### Task prompt
Only the lines from the one containing "Practice. Find the black" through the end of the entries should be returned, exactly as they are, with the pictures omitted.

— Begin —

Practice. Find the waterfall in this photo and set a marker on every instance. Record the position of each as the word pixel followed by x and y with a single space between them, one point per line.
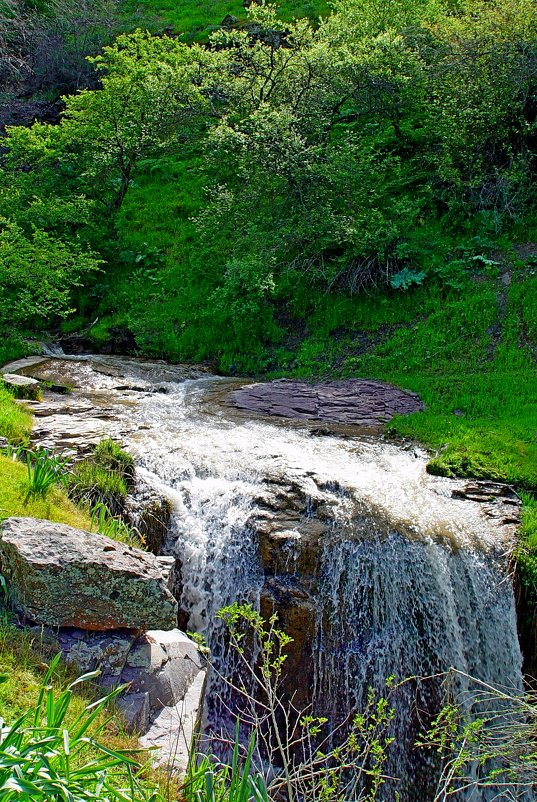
pixel 398 576
pixel 402 608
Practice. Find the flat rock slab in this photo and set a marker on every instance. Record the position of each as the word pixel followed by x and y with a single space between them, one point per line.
pixel 21 386
pixel 65 577
pixel 349 401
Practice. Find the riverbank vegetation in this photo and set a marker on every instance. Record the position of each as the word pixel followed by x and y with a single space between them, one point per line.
pixel 345 196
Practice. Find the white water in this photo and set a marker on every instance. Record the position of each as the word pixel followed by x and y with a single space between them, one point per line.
pixel 422 592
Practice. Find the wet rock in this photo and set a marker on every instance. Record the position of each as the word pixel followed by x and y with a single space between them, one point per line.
pixel 173 728
pixel 21 386
pixel 500 502
pixel 91 651
pixel 162 664
pixel 135 710
pixel 66 577
pixel 351 401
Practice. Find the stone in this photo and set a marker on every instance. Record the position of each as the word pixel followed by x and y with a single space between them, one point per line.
pixel 135 710
pixel 146 654
pixel 356 402
pixel 173 728
pixel 90 651
pixel 22 386
pixel 65 577
pixel 168 682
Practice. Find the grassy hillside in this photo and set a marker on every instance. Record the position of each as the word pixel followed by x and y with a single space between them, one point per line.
pixel 195 21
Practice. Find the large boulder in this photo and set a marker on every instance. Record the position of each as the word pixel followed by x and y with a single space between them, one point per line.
pixel 65 577
pixel 356 402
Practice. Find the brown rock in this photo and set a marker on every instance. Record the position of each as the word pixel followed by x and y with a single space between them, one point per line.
pixel 351 401
pixel 61 576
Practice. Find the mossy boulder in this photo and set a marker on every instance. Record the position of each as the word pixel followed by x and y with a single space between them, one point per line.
pixel 61 576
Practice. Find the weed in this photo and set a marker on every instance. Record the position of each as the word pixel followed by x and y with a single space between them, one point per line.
pixel 45 469
pixel 45 756
pixel 114 527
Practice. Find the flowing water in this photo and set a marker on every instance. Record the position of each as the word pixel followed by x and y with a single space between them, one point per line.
pixel 408 580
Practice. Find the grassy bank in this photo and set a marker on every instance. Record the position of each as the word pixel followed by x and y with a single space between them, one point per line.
pixel 193 22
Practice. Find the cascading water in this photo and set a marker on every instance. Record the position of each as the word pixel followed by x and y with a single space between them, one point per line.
pixel 394 607
pixel 397 576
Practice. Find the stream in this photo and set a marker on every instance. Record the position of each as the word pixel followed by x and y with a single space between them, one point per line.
pixel 375 567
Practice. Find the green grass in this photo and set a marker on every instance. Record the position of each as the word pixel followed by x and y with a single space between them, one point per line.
pixel 195 21
pixel 24 658
pixel 16 501
pixel 15 421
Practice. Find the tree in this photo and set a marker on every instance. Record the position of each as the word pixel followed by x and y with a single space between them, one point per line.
pixel 37 274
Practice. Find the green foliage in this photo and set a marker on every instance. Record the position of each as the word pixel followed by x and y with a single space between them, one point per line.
pixel 209 782
pixel 45 469
pixel 484 739
pixel 16 501
pixel 315 764
pixel 15 422
pixel 37 274
pixel 108 454
pixel 113 527
pixel 46 756
pixel 90 484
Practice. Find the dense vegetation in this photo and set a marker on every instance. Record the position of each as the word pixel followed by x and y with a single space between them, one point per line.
pixel 345 196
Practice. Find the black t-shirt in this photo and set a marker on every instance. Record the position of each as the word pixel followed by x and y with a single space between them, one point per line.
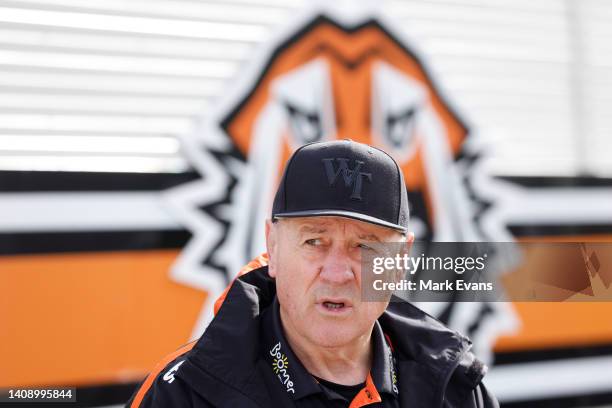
pixel 347 391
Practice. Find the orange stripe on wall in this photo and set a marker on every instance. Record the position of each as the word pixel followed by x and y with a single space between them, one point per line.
pixel 91 317
pixel 551 325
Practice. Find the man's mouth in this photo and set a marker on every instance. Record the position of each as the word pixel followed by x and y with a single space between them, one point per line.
pixel 333 305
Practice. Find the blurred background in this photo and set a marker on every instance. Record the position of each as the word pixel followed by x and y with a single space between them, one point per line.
pixel 127 171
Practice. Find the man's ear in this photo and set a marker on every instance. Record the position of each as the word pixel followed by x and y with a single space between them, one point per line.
pixel 271 241
pixel 400 274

— End —

### Task solution
Practice. Find the black t-shirt in this photo and set a marker on every instance. Record the position of each as the word pixel followed by x and y with a single space between them, one point per line.
pixel 347 391
Practice. Find the orange stripe on wall in this photo and set a marker on every instance. Record the position of each as the word pixel followed by x and y with a single space between them, one point per line.
pixel 91 317
pixel 551 325
Practice. Find the man's mouth in this photo and set a marker on every instance. Record the position of each as the word pixel followed by x and y with a single space between them, one point per line.
pixel 333 305
Practice. Find the blurred background in this photo and set a marker on every instance. Record the position of each as the word pixel followed by x and y with a single space between them, one point per line.
pixel 127 171
Practice. Find the man's ear in this photo and set a marker on every instance. Record the position of each as the word pixel followed by x and y with a single space between them, one point per line.
pixel 271 241
pixel 400 274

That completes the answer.